EXERCISE INSTRUCTIONS: Print every line of the records below word for word, leaving out the pictures.

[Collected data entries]
>> Begin
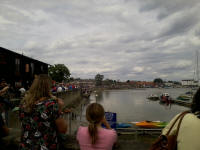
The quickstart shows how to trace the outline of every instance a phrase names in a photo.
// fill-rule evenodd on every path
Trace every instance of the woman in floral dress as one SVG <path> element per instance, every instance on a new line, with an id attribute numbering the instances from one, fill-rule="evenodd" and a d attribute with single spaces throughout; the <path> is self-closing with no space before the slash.
<path id="1" fill-rule="evenodd" d="M 51 80 L 39 75 L 20 106 L 22 134 L 20 150 L 57 150 L 58 133 L 66 133 L 67 125 L 60 117 L 60 100 L 50 93 Z"/>

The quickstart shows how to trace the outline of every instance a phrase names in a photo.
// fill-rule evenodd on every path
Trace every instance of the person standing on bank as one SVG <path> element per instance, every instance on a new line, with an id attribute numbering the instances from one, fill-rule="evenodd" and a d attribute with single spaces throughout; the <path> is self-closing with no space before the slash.
<path id="1" fill-rule="evenodd" d="M 176 115 L 169 124 L 163 129 L 162 134 L 166 135 L 174 120 L 179 116 Z M 172 128 L 172 134 L 177 129 L 178 121 Z M 200 88 L 197 90 L 193 97 L 191 106 L 191 113 L 184 116 L 177 137 L 178 150 L 200 150 Z"/>
<path id="2" fill-rule="evenodd" d="M 60 116 L 60 100 L 50 93 L 48 75 L 37 76 L 20 106 L 22 124 L 20 150 L 58 150 L 58 134 L 66 133 Z"/>
<path id="3" fill-rule="evenodd" d="M 105 119 L 104 109 L 98 103 L 92 103 L 87 107 L 86 119 L 88 127 L 79 127 L 77 141 L 81 150 L 112 150 L 117 142 L 117 134 L 112 130 Z M 107 129 L 101 127 L 104 124 Z"/>

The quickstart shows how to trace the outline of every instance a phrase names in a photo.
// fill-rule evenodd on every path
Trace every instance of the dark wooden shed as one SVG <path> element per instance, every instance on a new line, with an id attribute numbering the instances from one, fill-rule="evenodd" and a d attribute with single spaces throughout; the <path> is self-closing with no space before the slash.
<path id="1" fill-rule="evenodd" d="M 48 73 L 48 64 L 0 47 L 0 79 L 13 87 L 31 85 L 34 76 Z"/>

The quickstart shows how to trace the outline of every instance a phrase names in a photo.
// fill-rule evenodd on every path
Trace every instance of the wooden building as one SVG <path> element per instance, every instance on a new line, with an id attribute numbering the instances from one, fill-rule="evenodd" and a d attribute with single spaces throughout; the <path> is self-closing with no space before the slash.
<path id="1" fill-rule="evenodd" d="M 48 64 L 0 47 L 0 79 L 13 87 L 31 85 L 34 76 L 48 73 Z"/>

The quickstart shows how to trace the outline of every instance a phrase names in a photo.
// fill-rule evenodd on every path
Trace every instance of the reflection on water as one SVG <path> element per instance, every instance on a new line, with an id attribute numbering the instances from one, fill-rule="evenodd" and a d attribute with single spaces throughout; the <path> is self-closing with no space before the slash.
<path id="1" fill-rule="evenodd" d="M 169 121 L 171 118 L 188 108 L 184 106 L 166 106 L 159 104 L 159 101 L 150 101 L 147 98 L 150 94 L 160 95 L 164 92 L 172 98 L 190 89 L 141 89 L 141 90 L 109 90 L 91 95 L 90 99 L 104 106 L 105 111 L 117 113 L 118 122 L 131 122 L 142 120 Z M 85 111 L 85 109 L 83 110 Z M 83 112 L 84 114 L 85 112 Z"/>

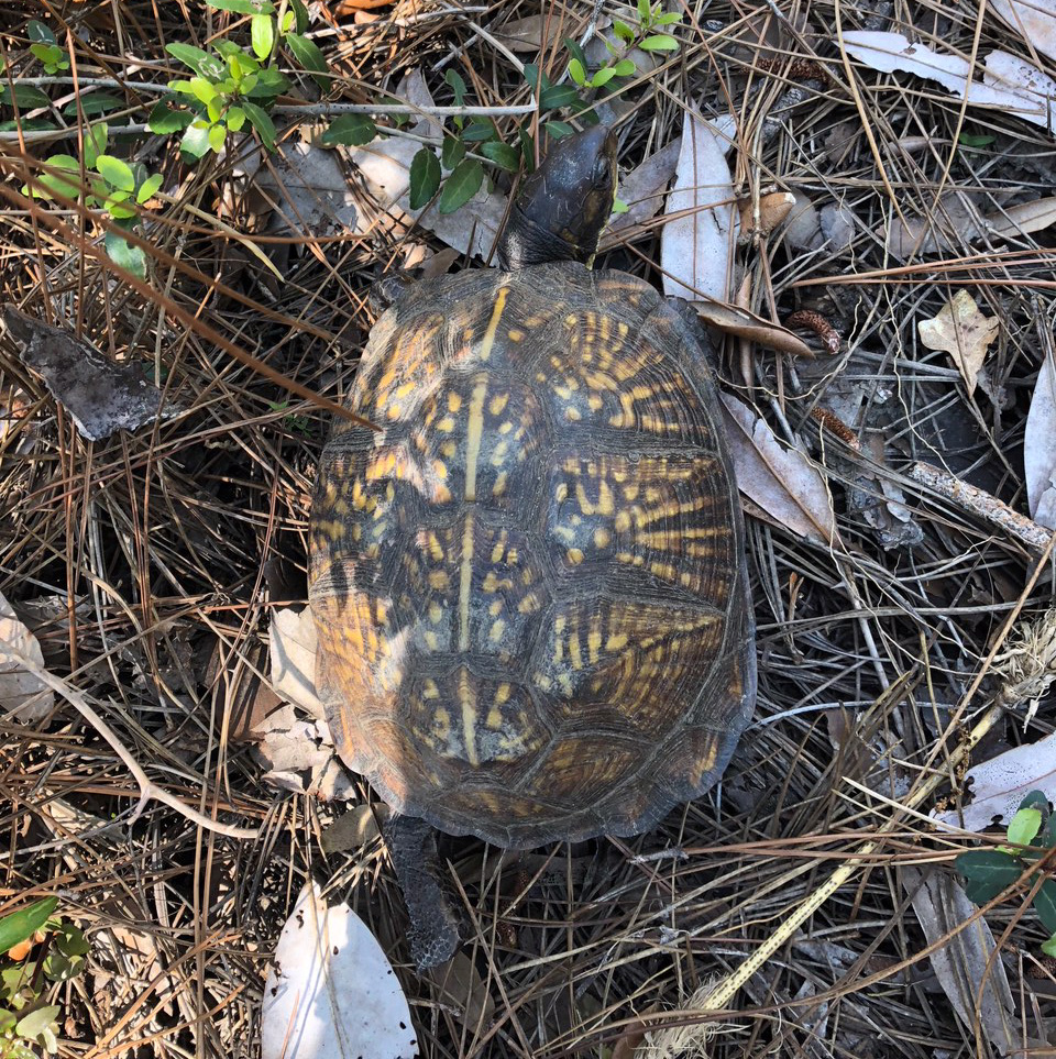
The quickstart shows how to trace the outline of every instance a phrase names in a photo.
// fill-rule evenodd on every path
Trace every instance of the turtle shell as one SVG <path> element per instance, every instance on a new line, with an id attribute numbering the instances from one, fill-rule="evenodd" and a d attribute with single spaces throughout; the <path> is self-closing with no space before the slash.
>> End
TASK ANSWER:
The quickstart shows how to trace the outline of every instance a phrase names in a photo.
// fill-rule evenodd on every path
Trace every instance of the woman in floral dress as one SVG <path> element per instance, every instance on a new line, with an id attribute numbering the instances from one, fill-rule="evenodd" and a d attribute with single spaces throughout; the <path> is self-closing with no space before the slash.
<path id="1" fill-rule="evenodd" d="M 51 80 L 39 75 L 20 106 L 22 134 L 20 150 L 57 150 L 58 133 L 66 133 L 67 125 L 60 117 L 60 100 L 50 93 Z"/>

The quickstart shows how to trace the outline of every instance a phrase names in a photo.
// fill-rule evenodd on every path
Trace every instance of the person standing on bank as one SVG <path> element per instance, every instance on a new line, with an id attribute numbering the instances from one, fill-rule="evenodd" and a d attribute with single spaces throughout; the <path> is self-closing with no space before the slash.
<path id="1" fill-rule="evenodd" d="M 176 115 L 169 124 L 163 129 L 162 134 L 166 135 L 174 120 L 179 116 Z M 172 128 L 172 134 L 177 129 L 178 121 Z M 200 88 L 197 90 L 193 97 L 191 106 L 191 113 L 184 116 L 177 137 L 178 150 L 200 150 Z"/>
<path id="2" fill-rule="evenodd" d="M 60 116 L 60 100 L 50 93 L 48 75 L 37 76 L 20 106 L 22 124 L 20 150 L 58 150 L 58 134 L 66 133 Z"/>
<path id="3" fill-rule="evenodd" d="M 105 119 L 104 109 L 98 103 L 92 103 L 87 107 L 86 119 L 88 127 L 79 127 L 77 141 L 81 150 L 112 150 L 117 142 L 117 134 L 112 130 Z M 107 129 L 101 127 L 104 124 Z"/>

The quickstart shows how to trace the outline of every instance a phrase names in a photo.
// fill-rule evenodd on every path
Trace every instance of the dark wooden shed as one SVG <path> element per instance, every instance on a new line, with an id attribute numbering the instances from one, fill-rule="evenodd" and a d attribute with single spaces throughout; the <path> is self-closing with no space before the slash.
<path id="1" fill-rule="evenodd" d="M 48 73 L 48 64 L 0 47 L 0 79 L 13 87 L 31 85 L 34 76 Z"/>

The quickstart shows how to trace the outline of every instance a phrase names in a photo.
// fill-rule evenodd on every path
Trace every instance of the wooden building as one SVG <path> element per instance, every instance on a new line, with an id attribute numbering the instances from one, fill-rule="evenodd" and a d attribute with single spaces throughout; the <path> is self-closing with no space before the slash.
<path id="1" fill-rule="evenodd" d="M 48 64 L 0 47 L 0 79 L 13 87 L 31 85 L 34 76 L 48 73 Z"/>

The quickstart shows how to trace the outline of every instance a phrase names in a photo.
// fill-rule evenodd on every path
Trace every instance of the reflection on water as one SVG <path> element per instance, every instance on a new line, with an id attribute numbering the instances from one, fill-rule="evenodd" and a d attribute with single spaces throughout; the <path> is self-closing with no space before the slash.
<path id="1" fill-rule="evenodd" d="M 169 121 L 171 118 L 188 108 L 184 106 L 166 106 L 159 104 L 159 101 L 150 101 L 147 98 L 150 94 L 160 95 L 164 92 L 172 98 L 190 89 L 141 89 L 141 90 L 109 90 L 91 95 L 90 99 L 104 106 L 105 111 L 117 113 L 118 122 L 131 122 L 142 120 Z M 85 111 L 85 109 L 83 110 Z M 83 112 L 84 114 L 85 112 Z"/>

The quickstart shows how to trace the outline of every instance a phrase names in a photo.
// fill-rule evenodd on every path
Trace every instance of the turtle shell as one SVG <path> element per instance, every instance on a new line, with an id attribute numbering the instances from one, fill-rule="evenodd" and a d attribute with single spaces throughout; the <path> is self-closing with no space before the slash.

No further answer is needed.